* start Entries supplied *

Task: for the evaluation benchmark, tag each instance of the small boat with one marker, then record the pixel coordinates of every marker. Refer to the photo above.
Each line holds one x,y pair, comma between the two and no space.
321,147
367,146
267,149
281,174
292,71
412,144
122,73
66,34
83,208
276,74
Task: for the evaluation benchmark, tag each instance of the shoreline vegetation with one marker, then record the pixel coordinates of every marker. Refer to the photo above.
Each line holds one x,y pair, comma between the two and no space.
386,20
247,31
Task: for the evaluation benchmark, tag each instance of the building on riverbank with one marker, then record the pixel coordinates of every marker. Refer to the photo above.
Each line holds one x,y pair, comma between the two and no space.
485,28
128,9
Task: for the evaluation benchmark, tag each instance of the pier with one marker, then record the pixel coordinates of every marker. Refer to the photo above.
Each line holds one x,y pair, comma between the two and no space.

* end Entries supplied *

• Task description: Copy all the items above line for line, keeping every word, number, and line break unchanged.

• Answer below:
Task: for the evaluation benchmark, tag each instance of the small boat with one marker, then record the pixel coordinates of every marker. Refer to the photo above.
Each line holds one x,y pair, comma between the two and no space.
321,147
367,146
267,149
281,174
292,71
412,144
122,73
66,34
83,208
276,74
Task: for the evaluation benchmark, tag each instance of the shoreline vegetation with one marker, then record the pixel coordinates of every marker. Refer to the photo above.
Each line holds one x,y pair, comma between the two and no space.
386,20
247,31
Task: for the evaluation benchmark, tag each instance of the building on riverbank with one marker, then record the pixel coordinates of every marker. Refer to the photo above.
Each line holds one x,y pair, comma between the two and no space.
485,28
128,9
Task: for the evaluation benchmark, tag each instance of the pier with one marker, then record the pixel coordinates of every marker. Refer to the photo above.
Each line holds one x,y pair, comma between the two and no space.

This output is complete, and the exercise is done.